(Saved entries)
Content starts

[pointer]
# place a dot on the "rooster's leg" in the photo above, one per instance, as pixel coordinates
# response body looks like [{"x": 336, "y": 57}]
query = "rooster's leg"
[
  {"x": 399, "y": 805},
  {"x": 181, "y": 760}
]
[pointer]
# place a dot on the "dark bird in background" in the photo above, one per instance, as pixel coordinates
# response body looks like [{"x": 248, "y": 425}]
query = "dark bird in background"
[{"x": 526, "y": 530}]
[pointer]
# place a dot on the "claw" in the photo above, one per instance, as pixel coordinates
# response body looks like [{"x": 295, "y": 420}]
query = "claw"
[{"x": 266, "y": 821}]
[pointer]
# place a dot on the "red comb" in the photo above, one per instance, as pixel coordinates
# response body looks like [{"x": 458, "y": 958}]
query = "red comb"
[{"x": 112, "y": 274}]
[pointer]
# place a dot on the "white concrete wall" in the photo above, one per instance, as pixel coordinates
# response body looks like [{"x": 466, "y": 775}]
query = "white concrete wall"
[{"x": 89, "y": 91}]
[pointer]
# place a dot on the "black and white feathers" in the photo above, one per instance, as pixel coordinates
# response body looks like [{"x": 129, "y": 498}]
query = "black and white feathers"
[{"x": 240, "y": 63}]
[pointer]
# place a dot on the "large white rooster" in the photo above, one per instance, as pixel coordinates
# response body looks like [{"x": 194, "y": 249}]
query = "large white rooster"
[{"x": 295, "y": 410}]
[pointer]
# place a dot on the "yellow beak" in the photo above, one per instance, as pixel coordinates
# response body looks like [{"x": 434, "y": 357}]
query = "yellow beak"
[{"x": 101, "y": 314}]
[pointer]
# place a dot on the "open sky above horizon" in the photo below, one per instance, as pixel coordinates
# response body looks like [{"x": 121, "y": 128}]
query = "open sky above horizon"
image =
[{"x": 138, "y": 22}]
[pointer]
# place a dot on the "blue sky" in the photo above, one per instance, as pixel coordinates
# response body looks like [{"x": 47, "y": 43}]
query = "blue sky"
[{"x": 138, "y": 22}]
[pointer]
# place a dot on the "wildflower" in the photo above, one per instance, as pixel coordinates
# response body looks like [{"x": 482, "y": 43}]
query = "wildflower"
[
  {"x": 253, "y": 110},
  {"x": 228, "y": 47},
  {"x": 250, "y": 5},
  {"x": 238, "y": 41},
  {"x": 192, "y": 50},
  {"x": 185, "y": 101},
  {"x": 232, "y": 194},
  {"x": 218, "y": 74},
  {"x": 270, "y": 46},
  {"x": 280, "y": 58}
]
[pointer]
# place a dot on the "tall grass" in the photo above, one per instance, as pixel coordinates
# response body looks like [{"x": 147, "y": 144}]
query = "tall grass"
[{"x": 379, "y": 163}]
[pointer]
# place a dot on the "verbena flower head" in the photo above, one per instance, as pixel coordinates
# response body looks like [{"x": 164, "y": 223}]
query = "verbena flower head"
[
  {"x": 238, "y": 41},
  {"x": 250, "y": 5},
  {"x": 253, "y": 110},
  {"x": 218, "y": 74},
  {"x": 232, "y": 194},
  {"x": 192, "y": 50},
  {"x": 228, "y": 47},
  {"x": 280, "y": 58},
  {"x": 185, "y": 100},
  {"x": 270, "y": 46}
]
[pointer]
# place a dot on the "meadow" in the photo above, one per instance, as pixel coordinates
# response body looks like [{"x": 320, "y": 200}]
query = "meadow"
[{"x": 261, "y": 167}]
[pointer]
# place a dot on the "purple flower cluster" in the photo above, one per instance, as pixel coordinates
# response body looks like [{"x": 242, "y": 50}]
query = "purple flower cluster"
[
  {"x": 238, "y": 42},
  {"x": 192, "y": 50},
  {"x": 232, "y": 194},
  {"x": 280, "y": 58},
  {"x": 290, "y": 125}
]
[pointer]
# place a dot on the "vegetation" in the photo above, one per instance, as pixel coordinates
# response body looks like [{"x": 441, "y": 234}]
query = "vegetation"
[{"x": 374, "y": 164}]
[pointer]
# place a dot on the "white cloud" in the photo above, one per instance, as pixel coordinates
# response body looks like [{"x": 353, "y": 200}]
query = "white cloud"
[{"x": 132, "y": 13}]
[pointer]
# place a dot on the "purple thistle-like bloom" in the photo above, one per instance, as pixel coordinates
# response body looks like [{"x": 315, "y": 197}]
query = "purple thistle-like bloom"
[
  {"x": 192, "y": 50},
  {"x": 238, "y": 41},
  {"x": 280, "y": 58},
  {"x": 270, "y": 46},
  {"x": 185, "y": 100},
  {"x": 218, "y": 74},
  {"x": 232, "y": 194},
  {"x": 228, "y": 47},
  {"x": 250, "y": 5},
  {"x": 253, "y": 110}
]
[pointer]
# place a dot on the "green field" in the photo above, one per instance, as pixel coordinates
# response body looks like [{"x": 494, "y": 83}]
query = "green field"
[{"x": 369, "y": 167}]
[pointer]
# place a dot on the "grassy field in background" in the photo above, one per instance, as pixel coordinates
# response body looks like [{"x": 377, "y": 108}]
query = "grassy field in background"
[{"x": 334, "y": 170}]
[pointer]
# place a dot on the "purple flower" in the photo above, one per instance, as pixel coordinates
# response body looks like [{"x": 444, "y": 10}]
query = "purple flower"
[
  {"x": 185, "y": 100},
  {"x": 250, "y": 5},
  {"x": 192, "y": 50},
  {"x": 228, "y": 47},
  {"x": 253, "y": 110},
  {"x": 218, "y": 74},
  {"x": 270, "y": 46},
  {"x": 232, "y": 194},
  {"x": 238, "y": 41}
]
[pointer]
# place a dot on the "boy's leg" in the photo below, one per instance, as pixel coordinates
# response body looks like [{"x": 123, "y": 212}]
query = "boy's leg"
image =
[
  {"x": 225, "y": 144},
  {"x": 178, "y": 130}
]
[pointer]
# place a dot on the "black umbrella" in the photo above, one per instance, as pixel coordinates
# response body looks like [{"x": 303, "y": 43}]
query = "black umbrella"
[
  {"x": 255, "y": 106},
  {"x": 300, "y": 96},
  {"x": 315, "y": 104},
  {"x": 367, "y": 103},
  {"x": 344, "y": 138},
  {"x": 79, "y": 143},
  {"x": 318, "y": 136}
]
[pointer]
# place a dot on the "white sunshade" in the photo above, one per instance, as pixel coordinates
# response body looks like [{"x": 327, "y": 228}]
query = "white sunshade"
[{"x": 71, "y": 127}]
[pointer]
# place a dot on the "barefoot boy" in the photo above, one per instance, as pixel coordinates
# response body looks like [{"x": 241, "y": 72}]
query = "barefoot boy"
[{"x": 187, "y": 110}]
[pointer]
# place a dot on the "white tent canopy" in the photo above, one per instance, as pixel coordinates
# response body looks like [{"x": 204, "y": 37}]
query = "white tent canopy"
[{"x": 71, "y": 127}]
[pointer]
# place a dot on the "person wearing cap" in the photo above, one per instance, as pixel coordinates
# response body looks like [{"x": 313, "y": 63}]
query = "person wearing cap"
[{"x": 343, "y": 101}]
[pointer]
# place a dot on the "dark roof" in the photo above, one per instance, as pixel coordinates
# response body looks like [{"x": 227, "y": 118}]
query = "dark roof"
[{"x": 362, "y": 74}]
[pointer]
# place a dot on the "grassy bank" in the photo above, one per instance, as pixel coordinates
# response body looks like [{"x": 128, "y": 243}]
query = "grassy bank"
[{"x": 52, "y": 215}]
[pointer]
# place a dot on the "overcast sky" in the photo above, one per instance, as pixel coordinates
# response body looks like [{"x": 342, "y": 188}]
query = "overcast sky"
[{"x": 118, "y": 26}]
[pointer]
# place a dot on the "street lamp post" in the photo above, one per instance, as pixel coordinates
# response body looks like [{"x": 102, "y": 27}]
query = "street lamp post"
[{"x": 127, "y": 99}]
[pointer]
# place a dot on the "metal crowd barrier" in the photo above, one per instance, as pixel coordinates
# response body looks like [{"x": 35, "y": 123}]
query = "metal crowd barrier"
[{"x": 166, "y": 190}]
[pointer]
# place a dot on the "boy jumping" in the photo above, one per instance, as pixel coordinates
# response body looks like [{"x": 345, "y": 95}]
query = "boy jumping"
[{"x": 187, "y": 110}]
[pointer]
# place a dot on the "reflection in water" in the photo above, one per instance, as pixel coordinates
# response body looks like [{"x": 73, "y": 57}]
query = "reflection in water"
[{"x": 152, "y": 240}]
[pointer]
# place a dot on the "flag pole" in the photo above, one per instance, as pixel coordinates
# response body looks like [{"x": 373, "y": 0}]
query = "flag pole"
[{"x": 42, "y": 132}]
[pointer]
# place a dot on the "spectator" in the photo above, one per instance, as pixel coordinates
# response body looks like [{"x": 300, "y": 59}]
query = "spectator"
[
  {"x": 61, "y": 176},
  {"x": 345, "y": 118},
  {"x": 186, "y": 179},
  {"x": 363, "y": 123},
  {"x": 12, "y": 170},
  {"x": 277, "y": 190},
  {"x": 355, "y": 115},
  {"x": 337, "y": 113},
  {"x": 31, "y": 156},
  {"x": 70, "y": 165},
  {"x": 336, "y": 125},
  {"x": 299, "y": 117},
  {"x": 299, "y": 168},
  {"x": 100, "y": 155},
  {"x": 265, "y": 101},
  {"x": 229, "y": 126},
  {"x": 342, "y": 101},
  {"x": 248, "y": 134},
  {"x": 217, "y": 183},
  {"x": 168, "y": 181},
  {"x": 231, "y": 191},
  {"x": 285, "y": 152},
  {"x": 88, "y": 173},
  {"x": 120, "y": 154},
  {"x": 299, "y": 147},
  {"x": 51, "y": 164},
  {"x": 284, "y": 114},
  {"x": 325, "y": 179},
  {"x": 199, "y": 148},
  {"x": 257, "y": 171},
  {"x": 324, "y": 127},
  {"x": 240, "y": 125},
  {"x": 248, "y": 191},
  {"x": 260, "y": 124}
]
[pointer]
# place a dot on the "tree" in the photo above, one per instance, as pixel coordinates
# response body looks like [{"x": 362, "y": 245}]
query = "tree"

Content ends

EXERCISE BRIEF:
Report how many lines of the entries above contain "horizon", and give no other output.

EXERCISE SOLUTION:
2